==== Data supplied

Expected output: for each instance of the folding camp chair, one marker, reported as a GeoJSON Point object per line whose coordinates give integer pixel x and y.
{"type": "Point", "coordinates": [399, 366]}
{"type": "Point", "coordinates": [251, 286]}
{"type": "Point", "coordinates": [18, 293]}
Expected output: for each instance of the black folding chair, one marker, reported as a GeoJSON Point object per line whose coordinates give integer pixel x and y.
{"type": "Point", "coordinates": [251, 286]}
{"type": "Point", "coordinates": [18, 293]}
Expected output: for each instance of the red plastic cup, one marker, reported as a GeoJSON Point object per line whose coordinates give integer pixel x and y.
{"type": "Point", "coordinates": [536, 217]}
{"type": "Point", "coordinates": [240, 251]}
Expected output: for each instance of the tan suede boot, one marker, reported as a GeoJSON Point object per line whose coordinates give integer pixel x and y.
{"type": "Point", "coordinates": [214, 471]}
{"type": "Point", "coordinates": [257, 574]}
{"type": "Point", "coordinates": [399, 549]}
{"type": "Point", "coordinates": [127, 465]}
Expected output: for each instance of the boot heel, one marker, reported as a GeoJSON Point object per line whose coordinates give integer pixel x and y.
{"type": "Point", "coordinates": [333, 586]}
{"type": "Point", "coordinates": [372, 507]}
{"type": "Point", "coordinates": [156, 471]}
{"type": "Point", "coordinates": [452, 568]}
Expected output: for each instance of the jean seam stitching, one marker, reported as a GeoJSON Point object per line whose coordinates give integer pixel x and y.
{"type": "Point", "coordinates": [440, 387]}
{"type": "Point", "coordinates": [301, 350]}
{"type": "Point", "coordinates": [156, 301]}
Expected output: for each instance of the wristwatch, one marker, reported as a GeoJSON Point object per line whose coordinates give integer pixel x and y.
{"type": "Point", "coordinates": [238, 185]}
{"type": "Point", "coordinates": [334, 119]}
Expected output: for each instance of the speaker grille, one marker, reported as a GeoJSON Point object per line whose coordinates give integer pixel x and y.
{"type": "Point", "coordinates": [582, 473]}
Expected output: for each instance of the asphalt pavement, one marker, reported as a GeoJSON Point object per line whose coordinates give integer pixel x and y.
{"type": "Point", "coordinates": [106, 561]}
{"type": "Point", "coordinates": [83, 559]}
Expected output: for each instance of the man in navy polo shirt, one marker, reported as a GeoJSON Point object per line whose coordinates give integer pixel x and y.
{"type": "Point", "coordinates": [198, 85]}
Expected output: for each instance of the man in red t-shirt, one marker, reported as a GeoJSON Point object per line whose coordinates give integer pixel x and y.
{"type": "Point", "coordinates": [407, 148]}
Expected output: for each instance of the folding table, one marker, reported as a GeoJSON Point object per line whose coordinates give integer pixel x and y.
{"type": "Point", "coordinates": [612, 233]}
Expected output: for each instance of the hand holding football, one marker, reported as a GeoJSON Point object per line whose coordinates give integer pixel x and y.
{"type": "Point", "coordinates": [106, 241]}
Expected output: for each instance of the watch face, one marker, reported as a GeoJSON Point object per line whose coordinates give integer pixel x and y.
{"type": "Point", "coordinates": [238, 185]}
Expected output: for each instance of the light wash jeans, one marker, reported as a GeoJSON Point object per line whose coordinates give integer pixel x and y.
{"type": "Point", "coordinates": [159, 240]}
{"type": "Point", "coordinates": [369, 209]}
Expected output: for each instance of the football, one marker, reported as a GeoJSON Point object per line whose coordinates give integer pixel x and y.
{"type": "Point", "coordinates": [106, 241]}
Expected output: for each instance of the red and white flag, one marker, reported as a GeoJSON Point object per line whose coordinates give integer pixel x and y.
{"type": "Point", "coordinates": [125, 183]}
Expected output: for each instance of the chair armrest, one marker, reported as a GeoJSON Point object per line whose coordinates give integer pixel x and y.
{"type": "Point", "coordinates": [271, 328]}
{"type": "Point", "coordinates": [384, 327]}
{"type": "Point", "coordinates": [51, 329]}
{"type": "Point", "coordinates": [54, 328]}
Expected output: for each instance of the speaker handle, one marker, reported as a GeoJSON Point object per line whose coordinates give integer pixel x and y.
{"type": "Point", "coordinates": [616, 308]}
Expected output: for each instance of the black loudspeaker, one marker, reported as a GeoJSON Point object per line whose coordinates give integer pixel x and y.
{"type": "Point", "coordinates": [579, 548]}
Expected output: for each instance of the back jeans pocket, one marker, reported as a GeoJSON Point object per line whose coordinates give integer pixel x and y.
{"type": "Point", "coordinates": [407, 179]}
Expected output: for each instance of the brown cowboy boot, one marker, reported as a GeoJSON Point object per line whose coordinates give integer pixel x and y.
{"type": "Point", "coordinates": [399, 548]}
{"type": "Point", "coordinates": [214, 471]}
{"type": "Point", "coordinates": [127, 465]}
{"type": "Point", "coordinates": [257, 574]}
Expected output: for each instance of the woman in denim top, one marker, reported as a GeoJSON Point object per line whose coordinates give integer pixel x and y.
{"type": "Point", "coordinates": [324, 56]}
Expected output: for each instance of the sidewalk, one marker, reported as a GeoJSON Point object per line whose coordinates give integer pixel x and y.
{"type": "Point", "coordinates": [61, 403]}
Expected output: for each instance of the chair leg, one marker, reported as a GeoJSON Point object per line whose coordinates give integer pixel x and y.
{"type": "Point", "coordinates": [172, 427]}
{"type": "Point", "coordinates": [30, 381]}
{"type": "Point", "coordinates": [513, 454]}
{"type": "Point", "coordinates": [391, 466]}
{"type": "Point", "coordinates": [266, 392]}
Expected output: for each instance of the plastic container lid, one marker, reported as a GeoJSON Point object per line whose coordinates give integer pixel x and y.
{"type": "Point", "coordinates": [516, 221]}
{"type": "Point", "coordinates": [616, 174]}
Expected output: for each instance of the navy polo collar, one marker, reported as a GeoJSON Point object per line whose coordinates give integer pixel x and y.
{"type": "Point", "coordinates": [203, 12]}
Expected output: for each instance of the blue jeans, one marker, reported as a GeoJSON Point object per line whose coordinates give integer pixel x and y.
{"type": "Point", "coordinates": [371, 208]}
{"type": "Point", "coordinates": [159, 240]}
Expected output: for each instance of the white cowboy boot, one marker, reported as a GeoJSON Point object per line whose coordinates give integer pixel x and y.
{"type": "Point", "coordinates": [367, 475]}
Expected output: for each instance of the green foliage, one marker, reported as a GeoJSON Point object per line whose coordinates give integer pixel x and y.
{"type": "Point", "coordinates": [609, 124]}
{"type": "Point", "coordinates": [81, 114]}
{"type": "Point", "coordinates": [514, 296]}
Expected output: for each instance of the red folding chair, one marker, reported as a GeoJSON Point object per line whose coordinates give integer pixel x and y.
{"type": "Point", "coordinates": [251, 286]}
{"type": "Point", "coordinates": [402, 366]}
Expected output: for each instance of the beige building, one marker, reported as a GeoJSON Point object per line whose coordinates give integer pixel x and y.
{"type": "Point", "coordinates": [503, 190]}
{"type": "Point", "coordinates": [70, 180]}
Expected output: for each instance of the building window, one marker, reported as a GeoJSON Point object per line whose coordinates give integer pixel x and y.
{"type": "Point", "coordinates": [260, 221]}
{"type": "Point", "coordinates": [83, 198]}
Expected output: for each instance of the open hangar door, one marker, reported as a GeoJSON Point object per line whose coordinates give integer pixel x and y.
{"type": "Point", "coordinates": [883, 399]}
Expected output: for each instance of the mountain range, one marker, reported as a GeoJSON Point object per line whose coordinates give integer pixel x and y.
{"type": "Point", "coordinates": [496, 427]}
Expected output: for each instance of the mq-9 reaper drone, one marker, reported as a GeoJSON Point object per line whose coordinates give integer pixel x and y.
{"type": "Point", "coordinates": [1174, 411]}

========

The exercise:
Repeat every line of the data, exactly and in full.

Correct result:
Expected output: for each instance of the folding camp chair, one marker, reported as a GeoJSON Point object per line whose coordinates give integer pixel x and y.
{"type": "Point", "coordinates": [399, 366]}
{"type": "Point", "coordinates": [251, 286]}
{"type": "Point", "coordinates": [18, 293]}
Expected output: for each instance of the black folding chair, one marker, reported as a GeoJSON Point object per line whose coordinates give integer pixel x and y.
{"type": "Point", "coordinates": [251, 286]}
{"type": "Point", "coordinates": [18, 293]}
Expected output: for each instance of the red plastic cup, one marker, reported as a GeoJSON Point object per line whose coordinates give integer pixel x and y.
{"type": "Point", "coordinates": [536, 217]}
{"type": "Point", "coordinates": [240, 251]}
Expected output: for each instance of the tan suede boot, one marker, reported as a GeoJSON Point object per line whose coordinates give integer pixel x and y.
{"type": "Point", "coordinates": [214, 471]}
{"type": "Point", "coordinates": [257, 574]}
{"type": "Point", "coordinates": [399, 549]}
{"type": "Point", "coordinates": [127, 465]}
Expected output: for each instance of the boot heel, one marker, reported as a GeoJSON Point object per line whose coordinates give integer pixel x and y.
{"type": "Point", "coordinates": [333, 586]}
{"type": "Point", "coordinates": [372, 507]}
{"type": "Point", "coordinates": [156, 471]}
{"type": "Point", "coordinates": [452, 568]}
Expected output: for each instance of the jean seam stitching, one marker, reported as a GeoJSON Point object per line whose coordinates give integer pixel x and y.
{"type": "Point", "coordinates": [440, 387]}
{"type": "Point", "coordinates": [301, 350]}
{"type": "Point", "coordinates": [156, 301]}
Expected output: for each instance of the wristwatch, one marker, reported as a GeoJSON Point object per line whose coordinates give integer pixel x and y.
{"type": "Point", "coordinates": [238, 185]}
{"type": "Point", "coordinates": [334, 119]}
Expected output: for each instance of the speaker grille, one marker, reported as a GeoJSON Point object per line whose coordinates give integer pixel x and y.
{"type": "Point", "coordinates": [582, 473]}
Expected output: for each instance of the asphalt pavement, one marker, reported as a GeoJSON Point object per line whose coordinates give integer pixel x and y.
{"type": "Point", "coordinates": [106, 561]}
{"type": "Point", "coordinates": [83, 559]}
Expected output: for each instance of the man in navy polo shirt, one marker, reported as a GeoJSON Point object per line whose coordinates give integer pixel x and y.
{"type": "Point", "coordinates": [198, 85]}
Expected output: for each instance of the man in red t-shirt, one marker, reported as a GeoJSON Point object per line whose coordinates give integer pixel x and y.
{"type": "Point", "coordinates": [407, 148]}
Expected output: for each instance of the folding table, one marker, reported as a GeoJSON Point object per line whose coordinates give integer pixel x and y.
{"type": "Point", "coordinates": [612, 233]}
Expected output: for each instance of the hand holding football, one marker, reported as a GeoJSON Point object per line whose coordinates give integer pixel x and y.
{"type": "Point", "coordinates": [106, 241]}
Expected output: for each instance of the watch face, one marker, reported as a GeoJSON Point object per line whose coordinates give integer pixel x and y.
{"type": "Point", "coordinates": [238, 185]}
Expected output: for each instance of the light wash jeans, one marker, reported as a GeoJSON Point object per line whose coordinates give integer pixel x and y.
{"type": "Point", "coordinates": [159, 240]}
{"type": "Point", "coordinates": [369, 209]}
Expected output: for each instance of the football, one marker, reported as a GeoJSON Point object per line whose coordinates give integer pixel x and y.
{"type": "Point", "coordinates": [106, 241]}
Expected output: for each instance of the red and white flag, one marker, reported as a GeoJSON Point object per line whose coordinates give integer pixel x and y.
{"type": "Point", "coordinates": [125, 183]}
Expected output: for each instance of the chair armrest, one marker, reported as a GeoJSON Point object per line whose coordinates give integer pixel x and y.
{"type": "Point", "coordinates": [271, 328]}
{"type": "Point", "coordinates": [384, 327]}
{"type": "Point", "coordinates": [51, 329]}
{"type": "Point", "coordinates": [54, 328]}
Expected output: for each instance of the speaker handle, one marker, reported as a GeoJSON Point object per line whose coordinates give integer pixel x and y.
{"type": "Point", "coordinates": [616, 308]}
Expected output: for each instance of the black loudspeaker, one marker, reported as a GeoJSON Point object per line whose coordinates give integer pixel x and y.
{"type": "Point", "coordinates": [579, 548]}
Expected output: for each instance of the back jeans pocket, one marker, reported as a GeoJSON Point object per line whose coordinates give integer pixel x and y.
{"type": "Point", "coordinates": [407, 179]}
Expected output: for each instance of the brown cowboy boot, one marker, reported as a GeoJSON Point object per line whose coordinates give integer pixel x and y.
{"type": "Point", "coordinates": [399, 548]}
{"type": "Point", "coordinates": [214, 471]}
{"type": "Point", "coordinates": [127, 465]}
{"type": "Point", "coordinates": [257, 574]}
Expected output: for each instance of the woman in denim top, one marker, reported as a GeoJSON Point object per line whose coordinates give integer pixel x and y.
{"type": "Point", "coordinates": [324, 56]}
Expected output: for each instance of the sidewalk, one marker, reported as a GeoJSON Point object per line whose coordinates give integer pixel x and y.
{"type": "Point", "coordinates": [61, 403]}
Expected output: for each instance of the chair leg, one marker, reported as a GeoJSON Point object per line whose coordinates give integer pixel x and y.
{"type": "Point", "coordinates": [172, 427]}
{"type": "Point", "coordinates": [30, 381]}
{"type": "Point", "coordinates": [513, 454]}
{"type": "Point", "coordinates": [391, 466]}
{"type": "Point", "coordinates": [266, 392]}
Expected output: for each instance of the plastic container lid, one marker, reported as a GeoJSON Point object per line whose coordinates give integer pixel x and y.
{"type": "Point", "coordinates": [516, 221]}
{"type": "Point", "coordinates": [616, 174]}
Expected output: for each instance of the navy polo collar, one marker, reported as a GeoJSON Point object per line whose coordinates give integer pixel x and y.
{"type": "Point", "coordinates": [203, 12]}
Expected output: for each instance of the blue jeans, one marker, reported as a GeoJSON Point object per line whose coordinates give integer pixel x and y.
{"type": "Point", "coordinates": [371, 208]}
{"type": "Point", "coordinates": [159, 240]}
Expected output: for each instance of the white cowboy boot, one marker, reported as a GeoJSON Point object per line whose coordinates give integer pixel x and y.
{"type": "Point", "coordinates": [367, 475]}
Expected output: for each instance of the green foliage, one marker, reported as a GeoJSON Point object per line whose coordinates give integer pixel x and y.
{"type": "Point", "coordinates": [609, 124]}
{"type": "Point", "coordinates": [81, 114]}
{"type": "Point", "coordinates": [514, 296]}
Expected output: for each instance of the red folding chair, one marker, reported as a GeoJSON Point object per line whose coordinates give integer pixel x and y.
{"type": "Point", "coordinates": [251, 286]}
{"type": "Point", "coordinates": [402, 366]}
Expected output: for each instance of the beige building, one marker, reported as a GeoJSON Point object per line whose coordinates give integer pixel x and y.
{"type": "Point", "coordinates": [503, 190]}
{"type": "Point", "coordinates": [70, 180]}
Expected output: for each instance of the building window, one marker, reported as a GeoJSON Point object per line whose coordinates give integer pixel x and y.
{"type": "Point", "coordinates": [260, 221]}
{"type": "Point", "coordinates": [83, 198]}
Expected output: for each instance of the open hangar door, one marker, reported as a GeoJSON Point object per line whose coordinates give integer pixel x and y.
{"type": "Point", "coordinates": [883, 399]}
Expected output: for each instance of the mountain range, one marker, reported as a GeoJSON Point object per line whose coordinates give integer pixel x and y.
{"type": "Point", "coordinates": [496, 427]}
Expected output: for each instance of the mq-9 reaper drone, one marker, reported as a GeoJSON Point object per line whose coordinates give integer pixel x and y.
{"type": "Point", "coordinates": [1174, 411]}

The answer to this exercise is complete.